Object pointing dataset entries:
============
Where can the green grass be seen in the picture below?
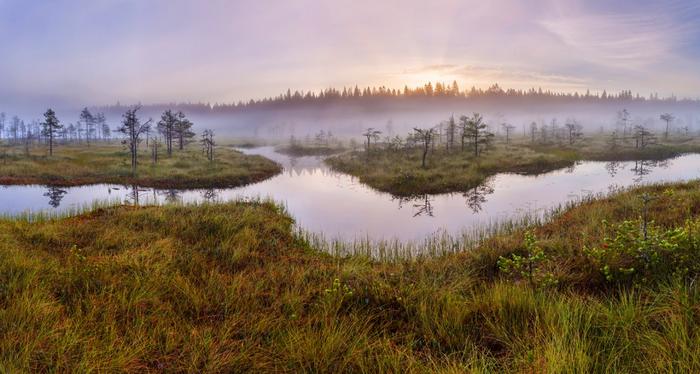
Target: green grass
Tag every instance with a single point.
(105, 163)
(232, 288)
(400, 172)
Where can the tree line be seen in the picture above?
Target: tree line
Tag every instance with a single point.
(436, 91)
(472, 135)
(173, 131)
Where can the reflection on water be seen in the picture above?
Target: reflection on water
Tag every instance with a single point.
(55, 195)
(337, 205)
(476, 196)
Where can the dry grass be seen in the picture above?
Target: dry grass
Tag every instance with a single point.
(109, 163)
(231, 288)
(400, 172)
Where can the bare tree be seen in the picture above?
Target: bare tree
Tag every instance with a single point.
(508, 129)
(574, 130)
(50, 128)
(133, 130)
(371, 134)
(208, 144)
(623, 120)
(88, 121)
(426, 137)
(2, 124)
(643, 137)
(613, 141)
(166, 126)
(477, 133)
(183, 130)
(533, 131)
(668, 118)
(451, 133)
(155, 145)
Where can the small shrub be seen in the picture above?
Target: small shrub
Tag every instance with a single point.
(529, 266)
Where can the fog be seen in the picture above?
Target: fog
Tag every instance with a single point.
(278, 119)
(347, 119)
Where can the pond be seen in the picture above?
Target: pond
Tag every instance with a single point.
(339, 206)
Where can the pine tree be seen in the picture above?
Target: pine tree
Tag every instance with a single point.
(50, 128)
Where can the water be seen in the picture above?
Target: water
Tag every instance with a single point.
(338, 206)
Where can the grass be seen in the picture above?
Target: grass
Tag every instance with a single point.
(400, 172)
(109, 163)
(232, 288)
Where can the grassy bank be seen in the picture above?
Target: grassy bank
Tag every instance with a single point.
(80, 165)
(230, 288)
(400, 172)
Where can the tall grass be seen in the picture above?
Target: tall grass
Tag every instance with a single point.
(231, 288)
(74, 165)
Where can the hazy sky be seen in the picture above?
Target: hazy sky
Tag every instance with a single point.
(65, 52)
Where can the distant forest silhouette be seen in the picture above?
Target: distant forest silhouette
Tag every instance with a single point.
(434, 93)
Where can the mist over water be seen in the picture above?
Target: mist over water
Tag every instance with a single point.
(338, 206)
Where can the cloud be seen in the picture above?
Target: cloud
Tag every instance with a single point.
(633, 40)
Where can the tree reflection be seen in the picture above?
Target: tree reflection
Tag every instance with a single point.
(642, 168)
(423, 204)
(55, 196)
(476, 196)
(613, 167)
(210, 195)
(171, 196)
(135, 195)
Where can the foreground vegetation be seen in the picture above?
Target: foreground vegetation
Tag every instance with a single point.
(398, 169)
(229, 288)
(73, 165)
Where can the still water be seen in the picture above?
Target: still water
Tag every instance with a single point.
(338, 206)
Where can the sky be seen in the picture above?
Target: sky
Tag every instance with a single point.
(93, 52)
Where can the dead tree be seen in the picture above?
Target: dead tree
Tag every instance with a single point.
(508, 129)
(208, 144)
(133, 130)
(371, 134)
(668, 118)
(574, 131)
(425, 136)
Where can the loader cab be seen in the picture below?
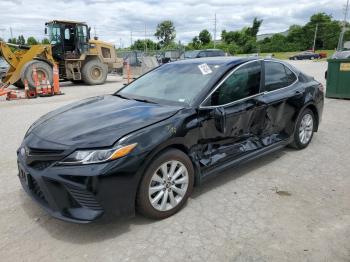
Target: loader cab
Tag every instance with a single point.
============
● **TASK GOAL**: Convert the stretch from the line containing "Where can the tree reflection" through the end of the entries into a JSON list of strings, one string per line and blank lines omitted. Keep the pictures out of the list.

● **ANSWER TO THE TASK**:
[
  "Where can the tree reflection be seen in the picture above?",
  "Target: tree reflection",
  "Tag every instance with a single point.",
  "(642, 168)",
  "(423, 204)",
  "(55, 196)",
  "(476, 196)",
  "(613, 167)",
  "(210, 195)",
  "(171, 196)",
  "(135, 195)",
  "Where can the foreground vegetation be seen in the picture above?",
  "Target: foreground vegetation",
  "Tag every instance with a single point.",
  "(398, 169)",
  "(229, 288)",
  "(73, 165)",
  "Where can the still water be seen in the picture above?",
  "Target: still water",
  "Tag every instance with a single point.",
  "(338, 206)",
  "Where can the sky be seen in the picture above?",
  "Target: sky",
  "Tag every instance with a single point.",
  "(93, 52)",
  "Where can the dead tree be seen in the picture above?",
  "Target: dead tree",
  "Tag every instance with a single point.",
  "(508, 129)",
  "(208, 144)",
  "(133, 130)",
  "(371, 134)",
  "(668, 118)",
  "(574, 131)",
  "(425, 136)",
  "Where can the loader cab be seen in the picture below?",
  "Target: loader cab",
  "Tag every instance with a single point."
]